BEGIN

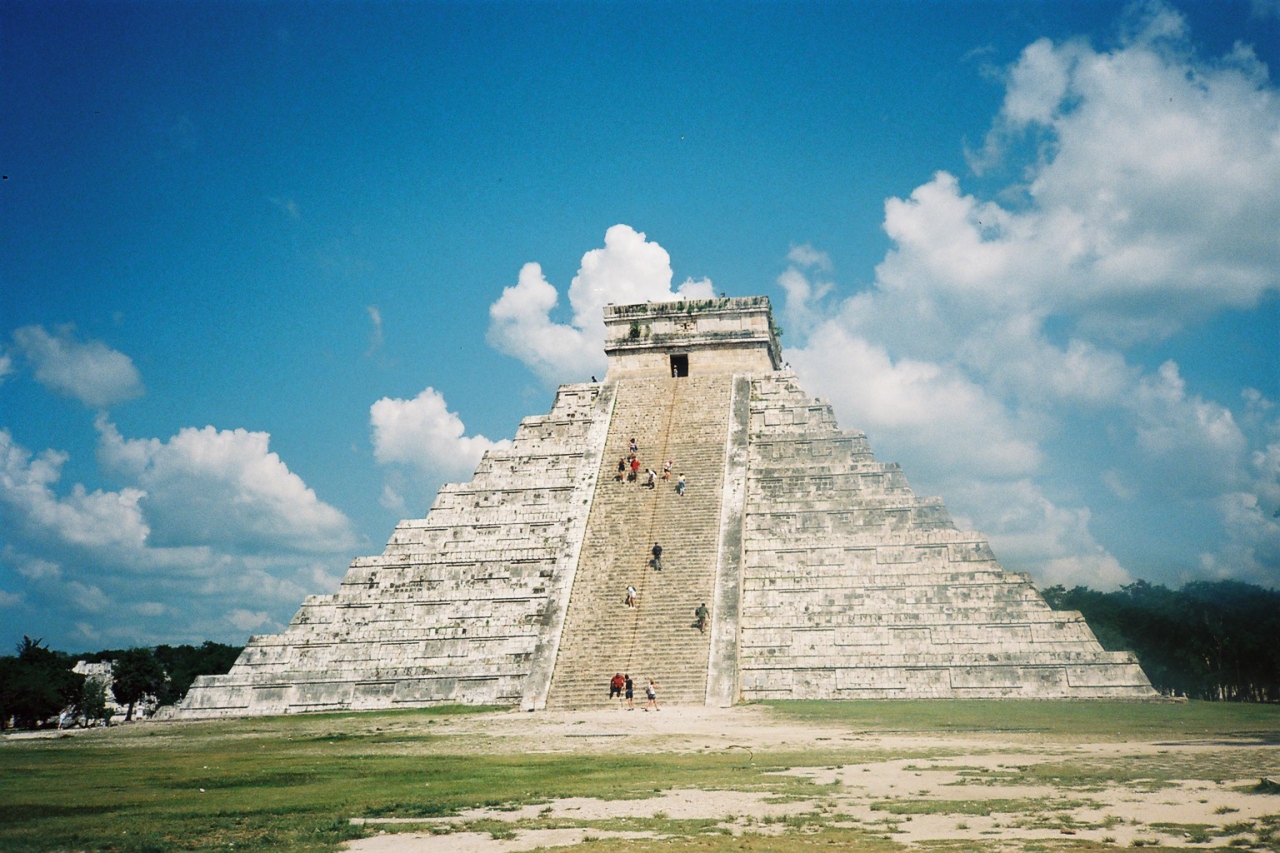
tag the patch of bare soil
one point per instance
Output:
(990, 789)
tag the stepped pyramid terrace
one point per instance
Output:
(824, 574)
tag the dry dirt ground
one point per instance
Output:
(990, 788)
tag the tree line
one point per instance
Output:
(37, 684)
(1214, 641)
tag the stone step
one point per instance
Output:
(656, 639)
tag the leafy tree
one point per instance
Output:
(136, 674)
(1207, 641)
(184, 662)
(36, 684)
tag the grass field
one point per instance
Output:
(295, 783)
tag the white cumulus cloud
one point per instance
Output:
(627, 269)
(88, 370)
(223, 487)
(424, 434)
(1000, 333)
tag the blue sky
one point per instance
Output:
(270, 273)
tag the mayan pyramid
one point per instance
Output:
(826, 576)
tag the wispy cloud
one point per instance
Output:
(375, 333)
(88, 370)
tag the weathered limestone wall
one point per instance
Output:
(722, 336)
(462, 606)
(853, 587)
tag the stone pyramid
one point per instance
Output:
(826, 576)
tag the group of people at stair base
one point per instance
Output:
(620, 684)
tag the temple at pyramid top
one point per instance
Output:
(693, 337)
(792, 564)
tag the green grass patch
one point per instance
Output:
(1092, 720)
(293, 783)
(982, 807)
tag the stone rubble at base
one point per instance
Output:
(824, 574)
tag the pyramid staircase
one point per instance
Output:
(685, 420)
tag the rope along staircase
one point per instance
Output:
(671, 419)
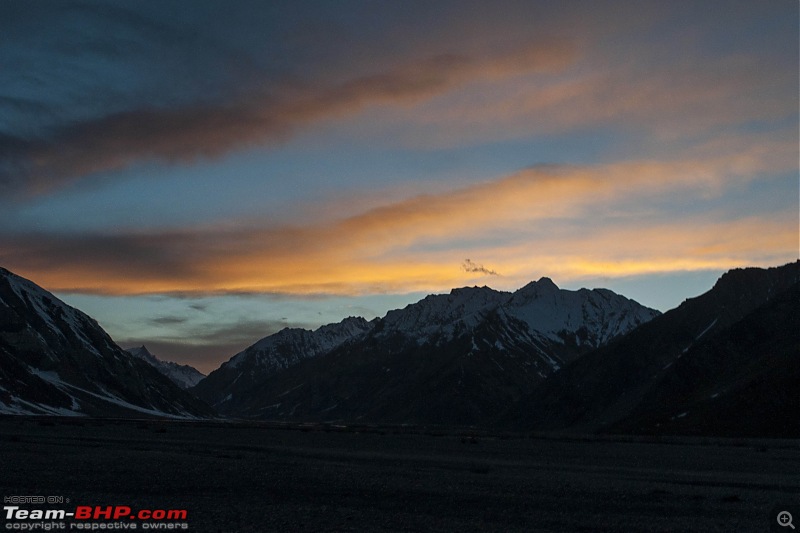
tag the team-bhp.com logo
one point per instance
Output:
(86, 517)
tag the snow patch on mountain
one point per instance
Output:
(185, 376)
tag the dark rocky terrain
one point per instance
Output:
(54, 359)
(262, 478)
(457, 358)
(739, 342)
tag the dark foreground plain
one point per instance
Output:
(235, 477)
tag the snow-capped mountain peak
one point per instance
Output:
(185, 376)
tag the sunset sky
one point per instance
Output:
(197, 175)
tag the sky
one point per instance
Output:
(198, 175)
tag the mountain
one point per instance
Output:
(729, 353)
(740, 382)
(272, 354)
(457, 358)
(184, 376)
(55, 359)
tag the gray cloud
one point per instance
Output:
(123, 83)
(471, 267)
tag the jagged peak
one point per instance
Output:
(544, 285)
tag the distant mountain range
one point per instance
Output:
(55, 360)
(538, 359)
(184, 376)
(724, 363)
(448, 359)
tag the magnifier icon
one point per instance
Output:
(785, 519)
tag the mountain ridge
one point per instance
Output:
(184, 376)
(58, 360)
(497, 328)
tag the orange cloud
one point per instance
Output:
(569, 222)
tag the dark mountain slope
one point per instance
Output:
(57, 360)
(606, 385)
(457, 359)
(743, 381)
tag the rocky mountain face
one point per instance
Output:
(457, 358)
(184, 376)
(271, 355)
(55, 359)
(725, 362)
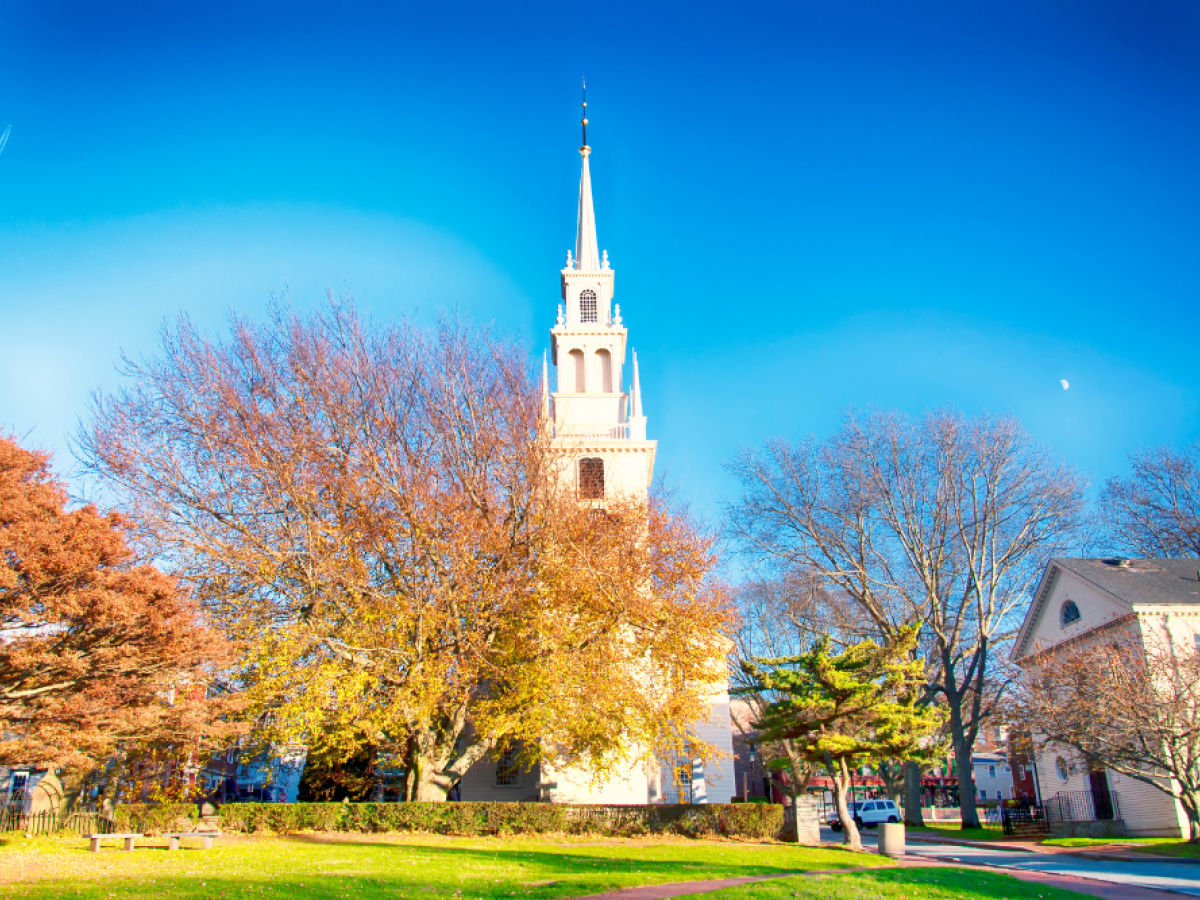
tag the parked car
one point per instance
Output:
(868, 813)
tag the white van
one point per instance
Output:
(867, 813)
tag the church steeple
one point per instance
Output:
(587, 250)
(594, 419)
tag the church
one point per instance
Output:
(600, 426)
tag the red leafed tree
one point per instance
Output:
(96, 652)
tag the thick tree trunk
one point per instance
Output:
(839, 773)
(72, 790)
(1191, 803)
(965, 772)
(912, 810)
(892, 775)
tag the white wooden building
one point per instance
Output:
(600, 430)
(1096, 599)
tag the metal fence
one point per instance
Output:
(54, 822)
(1081, 807)
(1024, 821)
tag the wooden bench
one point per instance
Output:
(97, 838)
(173, 838)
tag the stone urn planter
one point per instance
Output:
(892, 839)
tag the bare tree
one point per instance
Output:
(1156, 511)
(945, 521)
(377, 515)
(1128, 705)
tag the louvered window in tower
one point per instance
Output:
(592, 479)
(588, 309)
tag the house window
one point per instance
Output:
(507, 772)
(588, 309)
(592, 479)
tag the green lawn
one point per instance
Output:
(894, 885)
(366, 867)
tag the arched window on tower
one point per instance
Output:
(577, 366)
(588, 309)
(592, 479)
(605, 365)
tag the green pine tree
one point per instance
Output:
(844, 708)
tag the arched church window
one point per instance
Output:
(592, 479)
(605, 359)
(577, 366)
(588, 309)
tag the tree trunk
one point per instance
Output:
(72, 790)
(1191, 803)
(892, 774)
(965, 772)
(912, 811)
(839, 773)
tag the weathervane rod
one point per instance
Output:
(585, 112)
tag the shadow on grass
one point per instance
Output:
(894, 883)
(318, 867)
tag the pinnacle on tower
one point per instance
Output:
(587, 249)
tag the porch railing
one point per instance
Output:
(54, 822)
(1081, 807)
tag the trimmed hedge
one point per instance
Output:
(751, 821)
(155, 819)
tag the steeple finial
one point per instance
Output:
(587, 251)
(585, 123)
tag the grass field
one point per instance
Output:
(894, 885)
(367, 867)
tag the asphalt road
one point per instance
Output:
(1181, 877)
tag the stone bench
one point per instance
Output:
(96, 839)
(173, 838)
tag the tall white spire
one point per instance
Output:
(635, 400)
(587, 249)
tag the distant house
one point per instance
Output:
(24, 790)
(993, 777)
(1080, 600)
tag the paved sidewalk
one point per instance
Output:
(1115, 852)
(1090, 887)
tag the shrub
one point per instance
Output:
(747, 821)
(155, 819)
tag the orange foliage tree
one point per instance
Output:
(99, 655)
(377, 514)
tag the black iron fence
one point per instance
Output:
(1024, 821)
(1083, 807)
(54, 822)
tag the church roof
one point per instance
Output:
(1132, 583)
(1141, 581)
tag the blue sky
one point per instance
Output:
(809, 205)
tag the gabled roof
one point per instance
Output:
(1131, 582)
(1141, 581)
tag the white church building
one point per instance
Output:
(1081, 601)
(600, 425)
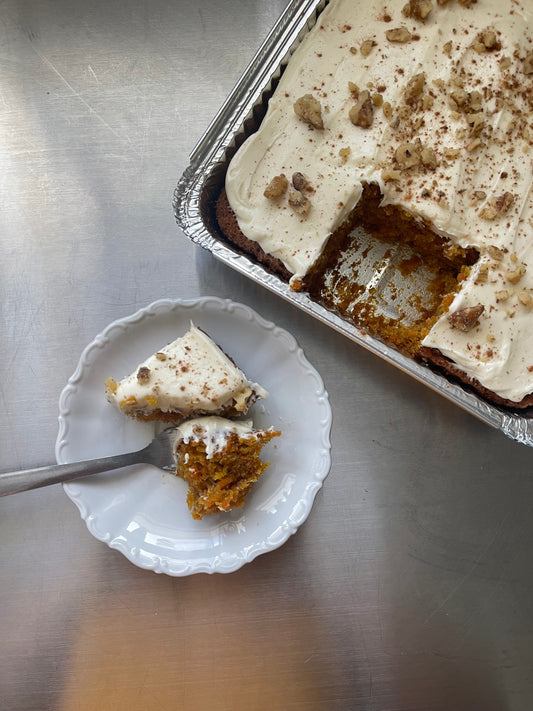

END

Instructions to follow – The required result is the entries above, printed exactly from the first line through the line with "tag the temple at pyramid top", pictures excluded.

Result of this exercise –
tag the patch of bare soil
one point per instance
Output:
(990, 789)
tag the stepped pyramid terrace
one point per instance
Output:
(824, 574)
tag the dry dirt ground
one point per instance
Output:
(990, 788)
tag the tree line
one point per instance
Output:
(37, 684)
(1214, 641)
tag the stone step
one point per instance
Output:
(656, 639)
tag the leafy tree
one point per instance
Output:
(136, 674)
(1207, 641)
(184, 662)
(36, 684)
tag the grass field
one point per instance
Output:
(295, 783)
tag the white cumulus cloud
one point per instance
Output:
(627, 269)
(88, 370)
(223, 487)
(424, 434)
(1000, 333)
tag the blue sky
one point per instance
Output:
(270, 273)
tag the mayan pyramid
one point per instance
Output:
(826, 576)
tag the wispy cloud
one point per instance
Output:
(375, 333)
(88, 370)
tag the weathered limestone wall
one point per instance
Output:
(722, 336)
(462, 606)
(853, 587)
tag the stone pyramid
one point per instance
Output:
(826, 576)
tag the group of people at stair base
one point per instance
Output:
(620, 684)
tag the temple at pyramid top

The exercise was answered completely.